- [Text extract]:
• • • • •

By Lisa Curry
After the recent flurry of news surrounding former Atlanta Falcons’ quarterback Michael Vick’s confession of dog fighting, a friend remarked, “Your poor kid must be heartbroken.”
He meant my 10-year-old son, Rainman - so nicknamed for his ability to memorize sports statistics - who managed my fantasy football team, led by said dog fighter as starting QB, to the championship game last year. (See my blog of Nov. 5, 2006.)
“Uh…yeah, sure, I guess,” I said, thinking this friend really must not know my kid at all.
It’s true that Michael Vick was at one time Rainman’s favorite NFL player. And he owns quite a collection of Michael Vick memorabilia. But heartbroken? Not on your life.
I was sickened by the ESPN stories on the grim realities of dog fighting and had to change the channel becauise I knew they'd upset Rainman's much softer-hearted younger brother. To Rainman, though, I think Michael Vick's worst crime is stupidity.
To my little Rainman, sports is serious business. Football has nothing to do with sentimentality or even with loyalty in the conventional sense. Football is about winning. If you play well consistently, you’re a hero. If you play poorly on more than an occasional basis, you’re a bum and don’t deserve loyalty.

• • • • •

- [Data extract]:

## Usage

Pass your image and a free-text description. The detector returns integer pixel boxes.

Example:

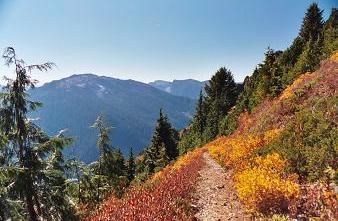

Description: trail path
[194,153,250,221]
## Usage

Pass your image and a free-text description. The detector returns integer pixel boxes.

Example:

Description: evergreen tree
[322,8,338,59]
[205,68,238,140]
[299,3,323,42]
[193,90,206,136]
[144,109,178,174]
[151,109,178,161]
[127,148,136,182]
[0,47,76,221]
[92,115,126,202]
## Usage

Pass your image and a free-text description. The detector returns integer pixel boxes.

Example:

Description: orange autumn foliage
[87,149,204,221]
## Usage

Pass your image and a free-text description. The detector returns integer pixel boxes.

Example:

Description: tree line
[0,4,338,221]
[178,3,338,153]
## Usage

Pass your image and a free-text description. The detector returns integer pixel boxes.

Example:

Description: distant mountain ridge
[29,74,196,162]
[149,79,208,100]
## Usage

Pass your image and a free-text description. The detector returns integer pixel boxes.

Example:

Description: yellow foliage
[208,129,280,169]
[331,50,338,62]
[279,72,311,100]
[147,148,205,184]
[235,154,299,213]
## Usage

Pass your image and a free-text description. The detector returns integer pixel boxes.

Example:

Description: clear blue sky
[0,0,338,82]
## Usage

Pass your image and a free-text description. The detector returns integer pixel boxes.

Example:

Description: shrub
[235,154,299,214]
[260,98,338,181]
[208,130,279,170]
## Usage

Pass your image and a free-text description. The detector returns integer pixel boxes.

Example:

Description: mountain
[30,74,195,163]
[149,79,208,100]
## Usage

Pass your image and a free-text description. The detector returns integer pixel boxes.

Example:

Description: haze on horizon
[0,0,337,83]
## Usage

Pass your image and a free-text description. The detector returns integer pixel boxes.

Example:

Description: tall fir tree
[0,47,76,221]
[127,148,136,182]
[299,3,323,42]
[92,115,126,202]
[151,109,178,161]
[193,90,207,137]
[144,109,178,174]
[205,67,238,140]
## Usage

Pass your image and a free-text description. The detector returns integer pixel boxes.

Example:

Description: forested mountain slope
[30,74,195,162]
[149,79,208,100]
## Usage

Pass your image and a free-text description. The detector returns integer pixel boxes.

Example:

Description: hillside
[88,3,338,221]
[30,74,195,162]
[149,79,208,100]
[87,52,338,220]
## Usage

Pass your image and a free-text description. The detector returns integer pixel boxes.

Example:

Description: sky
[0,0,338,84]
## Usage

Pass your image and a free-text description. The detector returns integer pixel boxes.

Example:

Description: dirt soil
[192,152,250,221]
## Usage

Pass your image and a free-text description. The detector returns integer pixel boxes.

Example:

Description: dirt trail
[194,153,250,221]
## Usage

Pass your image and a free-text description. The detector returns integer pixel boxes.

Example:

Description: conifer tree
[0,47,76,221]
[299,3,323,42]
[205,67,238,140]
[151,109,178,161]
[144,109,178,174]
[127,148,136,182]
[92,115,126,202]
[193,90,206,136]
[322,8,338,59]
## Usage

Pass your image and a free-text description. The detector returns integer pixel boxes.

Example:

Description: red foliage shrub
[88,149,203,220]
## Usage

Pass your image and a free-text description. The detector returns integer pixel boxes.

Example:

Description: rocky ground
[193,152,250,221]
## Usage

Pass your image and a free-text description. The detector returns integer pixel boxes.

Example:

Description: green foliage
[140,109,178,176]
[299,3,323,41]
[0,48,77,221]
[260,98,338,181]
[322,8,338,59]
[127,148,136,182]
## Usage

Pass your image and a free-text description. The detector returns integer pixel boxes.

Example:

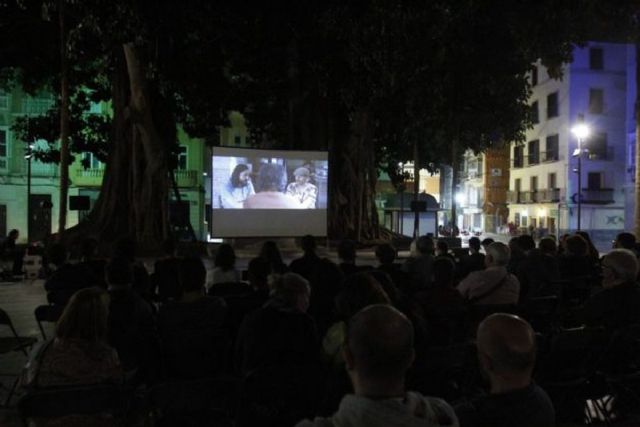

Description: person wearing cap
[286,167,318,209]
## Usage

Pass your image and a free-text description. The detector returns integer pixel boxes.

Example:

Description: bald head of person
[477,313,536,391]
[344,304,414,393]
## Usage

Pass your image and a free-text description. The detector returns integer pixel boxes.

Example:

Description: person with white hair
[458,242,520,305]
[286,167,318,209]
[584,249,640,330]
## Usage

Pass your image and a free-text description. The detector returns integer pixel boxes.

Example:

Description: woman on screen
[287,167,318,209]
[220,164,255,209]
[244,163,303,209]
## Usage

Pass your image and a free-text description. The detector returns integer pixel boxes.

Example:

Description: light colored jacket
[296,392,459,427]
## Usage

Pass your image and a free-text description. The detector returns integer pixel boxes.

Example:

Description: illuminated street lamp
[571,114,590,230]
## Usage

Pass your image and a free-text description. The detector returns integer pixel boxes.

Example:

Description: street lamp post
[571,114,589,231]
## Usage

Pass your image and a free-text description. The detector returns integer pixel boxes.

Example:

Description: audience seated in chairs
[297,305,458,427]
[289,234,321,280]
[456,313,555,427]
[235,273,318,375]
[458,242,520,305]
[149,239,182,303]
[158,257,230,379]
[44,243,94,305]
[107,258,159,383]
[22,287,123,426]
[207,243,242,288]
[402,236,435,293]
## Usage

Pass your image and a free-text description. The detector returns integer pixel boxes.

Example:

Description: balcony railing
[538,188,560,202]
[540,150,561,163]
[585,147,615,160]
[582,188,615,205]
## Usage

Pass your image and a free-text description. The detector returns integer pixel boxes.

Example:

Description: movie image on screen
[211,147,329,237]
[212,156,327,209]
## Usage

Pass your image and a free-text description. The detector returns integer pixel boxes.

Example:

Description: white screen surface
[211,147,329,237]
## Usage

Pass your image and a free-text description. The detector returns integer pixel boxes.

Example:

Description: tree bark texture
[58,0,70,236]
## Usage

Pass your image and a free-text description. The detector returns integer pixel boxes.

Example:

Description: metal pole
[578,138,582,231]
[27,154,32,244]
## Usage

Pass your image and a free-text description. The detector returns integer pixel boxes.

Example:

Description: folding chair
[18,384,133,426]
[0,308,38,406]
[34,304,64,340]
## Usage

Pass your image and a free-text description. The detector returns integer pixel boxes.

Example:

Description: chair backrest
[34,304,64,340]
[18,384,133,421]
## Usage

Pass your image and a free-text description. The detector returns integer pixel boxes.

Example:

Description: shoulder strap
[467,272,509,304]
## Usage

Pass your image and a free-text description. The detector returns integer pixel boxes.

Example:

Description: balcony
[582,188,615,205]
[174,170,198,187]
[540,150,561,163]
[72,168,104,187]
[538,188,560,203]
[586,147,615,161]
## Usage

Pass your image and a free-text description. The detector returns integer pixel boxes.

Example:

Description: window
[177,145,188,171]
[529,139,540,165]
[513,145,524,168]
[0,129,9,169]
[589,88,604,114]
[544,134,560,162]
[547,92,558,119]
[587,172,602,190]
[589,47,604,70]
[531,101,540,124]
[585,132,609,160]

• • • • •

- [Tasks to carry out]:
**A.** Set down, word for word, the stretch of the blog post about Michael Vick that starts at the words "It’s true that" and stops after the words "don’t deserve loyalty.".
**B.** Name every organization mentioned in the blog post about Michael Vick.
Rely only on the blog post about Michael Vick, not on the records.

- [Responses for each task]:
**A.**
It’s true that Michael Vick was at one time Rainman’s favorite NFL player. And he owns quite a collection of Michael Vick memorabilia. But heartbroken? Not on your life.
I was sickened by the ESPN stories on the grim realities of dog fighting and had to change the channel becauise I knew they'd upset Rainman's much softer-hearted younger brother. To Rainman, though, I think Michael Vick's worst crime is stupidity.
To my little Rainman, sports is serious business. Football has nothing to do with sentimentality or even with loyalty in the conventional sense. Football is about winning. If you play well consistently, you’re a hero. If you play poorly on more than an occasional basis, you’re a bum and don’t deserve loyalty.

**B.** Atlanta Falcons, NFL, ESPN